Mark Hanson - January 02, 2013
Mansfield Program in Ethics and Public Affairs
At the beginning of each New Year, we often take stock of our lives and consider what we might improve or let go of. Rarely, though, do we evaluate our successes or shortcomings by looking at the character and quality of our society or the world around us. It may be, however, that such an endeavor is more revealing of our true selves, and may give us more rewarding goals for the New Year and beyond.
It is one of the universal teachings of the major religious traditions that we are not ultimately separate from that which surrounds us—from other people or from the natural world. Martin Luther King Jr. captured this idea powerfully when he said, “The wounded man is part of me, and I am a part of him.” Buddhist monk Thich Nhat Hanh wrote: “I am the frog swimming happily in the clear pond, and I am also the grass-snake who, approaching in silence, feeds itself on the frog.” Some Buddhists call this “interbeing,” and it affirms the idea that there is no fully independent self.
Yet grasping the meaning of this interconnectedness is difficult within our Western tradition, which over the centuries has come increasingly to emphasize individuality and separateness, and which sees morality primarily in terms of individual rights and autonomy. And if we add the Enlightenment’s legacy endorsing our mastery over nature and capitalism’s doctrine of the benefits of the pursuit of economic self-interest, it becomes difficult indeed to think of ourselves as fundamentally connected to others and to our natural world.
One way to think about our interconnectedness comes from the Christian Trappist monk Thomas Merton, who reminds us that in an important way, our successes are not our own. Who we are, the resources we have available to us, and the conditions that led to our success were prepared by others. Likewise, our successes also prepare the way for others—for our children, fellow citizens, and subsequent generations. Similarly, our failures, too, may spring from the failures of others—such as parents, teachers, and social institutions. But where we fail, others may step in and succeed. Thus, Merton writes, “The meaning of my life is not to be looked for merely in the sum total of my own achievements. It is seen only in the complete integration of my achievements and failures with the achievements and failures of my own generation, and society, and time.”
To evaluate ourselves, then, requires us to evaluate our society and our world. Such an undertaking is ominous but worthwhile, for our own society is struggling at critical junctures with whether the solutions to our problems will respect interconnectedness, or continue to emphasize the isolated individual.
==*==
• [Tasks]
**A.** Please list every person the essay on interconnectedness quotes directly.
**B.** Resume the essay on interconnectedness right after its final sentence.
The material that comes after the essay on interconnectedness is separate from it.

• [Entries shown]
==*==
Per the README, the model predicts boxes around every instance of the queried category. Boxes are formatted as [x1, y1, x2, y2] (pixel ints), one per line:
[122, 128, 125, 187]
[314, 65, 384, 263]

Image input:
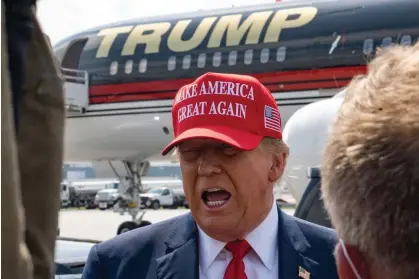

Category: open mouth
[202, 188, 231, 208]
==*==
• [Results for the exercise]
**A.**
Martin Luther King Jr.
Thich Nhat Hanh
Thomas Merton

**B.**
Consider, for example, the recent tragedy in Connecticut. When a mentally ill man enters a school and kills twenty-six people, we recognize our interconnectedness through our shared grief for people most of us did not know, and for the very real sense that our community has been savagely ruptured, even though the incident occurred in a faraway state. But then we must also ask, are the failures that led to this tragedy that of the killer alone, or also, to some extent, ours together? What are our attitudes toward the mentally ill, and why are prisons our primary place of choice for them in our country? How much do we respect our interconnectedness if the one right we refuse to limit involves the means to kill other people? Why is our culture so incredibly violent? Can we not see that a proposed solution to arm a teacher to kill a mentally ill man also constitutes our failure?
Likewise, as we may resolve to improve our own health in the New Year, how much do we consider that our body is made of the elements of the earth and sky? For example, can we truly say we’re interested in being healthy if we don’t reject the ways in which we poison our food and land? Further, our health depends on public health services such as sanitation, and clean air and water. It depends on state-sponsored schools that produce health care professionals and on government-sponsored institutions that undertake medical research. And our health is threatened if others are not healthy too.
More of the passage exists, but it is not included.